_Set problem_
Pull out every line below that contains the word "player", and copy each one in full.
>> begin Material for the task
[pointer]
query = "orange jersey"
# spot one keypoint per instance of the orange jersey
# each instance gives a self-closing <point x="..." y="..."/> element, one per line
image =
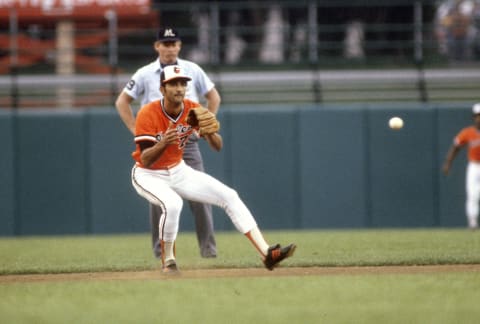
<point x="470" y="136"/>
<point x="152" y="122"/>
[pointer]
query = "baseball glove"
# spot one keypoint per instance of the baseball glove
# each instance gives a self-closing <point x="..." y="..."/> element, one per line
<point x="202" y="118"/>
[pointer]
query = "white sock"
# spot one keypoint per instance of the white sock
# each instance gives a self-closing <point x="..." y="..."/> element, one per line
<point x="256" y="237"/>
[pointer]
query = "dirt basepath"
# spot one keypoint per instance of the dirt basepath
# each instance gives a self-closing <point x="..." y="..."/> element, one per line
<point x="229" y="273"/>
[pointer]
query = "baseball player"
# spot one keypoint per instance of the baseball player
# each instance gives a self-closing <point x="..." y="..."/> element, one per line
<point x="145" y="83"/>
<point x="163" y="128"/>
<point x="470" y="137"/>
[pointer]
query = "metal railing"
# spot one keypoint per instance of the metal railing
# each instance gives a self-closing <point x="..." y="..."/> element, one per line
<point x="255" y="51"/>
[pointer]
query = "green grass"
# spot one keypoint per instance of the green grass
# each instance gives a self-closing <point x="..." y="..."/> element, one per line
<point x="315" y="248"/>
<point x="355" y="298"/>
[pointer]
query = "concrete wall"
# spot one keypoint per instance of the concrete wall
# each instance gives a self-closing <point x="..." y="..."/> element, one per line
<point x="295" y="167"/>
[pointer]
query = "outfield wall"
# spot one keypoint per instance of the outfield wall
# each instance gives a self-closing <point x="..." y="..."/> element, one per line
<point x="296" y="167"/>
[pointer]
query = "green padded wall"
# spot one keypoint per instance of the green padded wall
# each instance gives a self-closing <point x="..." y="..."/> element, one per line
<point x="296" y="167"/>
<point x="403" y="168"/>
<point x="264" y="164"/>
<point x="110" y="145"/>
<point x="332" y="167"/>
<point x="51" y="184"/>
<point x="7" y="174"/>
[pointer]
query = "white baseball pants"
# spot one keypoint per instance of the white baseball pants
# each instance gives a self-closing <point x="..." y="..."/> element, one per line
<point x="168" y="188"/>
<point x="473" y="193"/>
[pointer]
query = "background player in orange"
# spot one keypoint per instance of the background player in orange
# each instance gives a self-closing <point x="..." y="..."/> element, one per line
<point x="145" y="85"/>
<point x="161" y="176"/>
<point x="470" y="137"/>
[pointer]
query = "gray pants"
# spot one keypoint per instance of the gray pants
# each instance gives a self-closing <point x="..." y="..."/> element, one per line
<point x="201" y="212"/>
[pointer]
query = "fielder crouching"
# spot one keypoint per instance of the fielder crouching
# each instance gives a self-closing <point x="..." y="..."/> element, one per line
<point x="160" y="175"/>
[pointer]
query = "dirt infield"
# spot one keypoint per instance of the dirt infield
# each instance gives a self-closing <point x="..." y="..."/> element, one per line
<point x="247" y="272"/>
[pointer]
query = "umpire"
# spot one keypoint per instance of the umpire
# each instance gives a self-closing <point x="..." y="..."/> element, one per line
<point x="145" y="84"/>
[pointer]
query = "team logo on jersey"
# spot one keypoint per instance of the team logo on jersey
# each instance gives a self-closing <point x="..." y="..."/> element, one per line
<point x="169" y="33"/>
<point x="183" y="131"/>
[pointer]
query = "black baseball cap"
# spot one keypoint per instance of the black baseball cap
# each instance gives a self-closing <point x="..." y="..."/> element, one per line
<point x="167" y="34"/>
<point x="173" y="72"/>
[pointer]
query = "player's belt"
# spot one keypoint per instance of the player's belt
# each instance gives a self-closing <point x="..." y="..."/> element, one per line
<point x="169" y="166"/>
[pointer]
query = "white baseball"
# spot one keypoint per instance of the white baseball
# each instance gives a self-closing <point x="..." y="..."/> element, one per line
<point x="395" y="123"/>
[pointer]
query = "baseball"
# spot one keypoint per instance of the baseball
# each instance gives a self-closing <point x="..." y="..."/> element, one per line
<point x="395" y="123"/>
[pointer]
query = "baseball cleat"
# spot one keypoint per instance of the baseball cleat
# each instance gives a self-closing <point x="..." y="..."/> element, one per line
<point x="276" y="254"/>
<point x="170" y="267"/>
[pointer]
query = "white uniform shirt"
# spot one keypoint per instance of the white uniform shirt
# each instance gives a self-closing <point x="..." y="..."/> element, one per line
<point x="145" y="82"/>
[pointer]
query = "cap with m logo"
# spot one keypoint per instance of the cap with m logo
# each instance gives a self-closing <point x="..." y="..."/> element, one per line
<point x="167" y="35"/>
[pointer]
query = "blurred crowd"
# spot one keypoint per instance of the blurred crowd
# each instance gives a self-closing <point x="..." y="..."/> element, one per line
>> end Material for the task
_Task output_
query = "baseball player"
# spot one keypoint per instance of the baseball player
query = "background player in orange"
# spot one keypoint per instance of the background player in orange
query = "player's belt"
# spot one keypoint per instance of the player's belt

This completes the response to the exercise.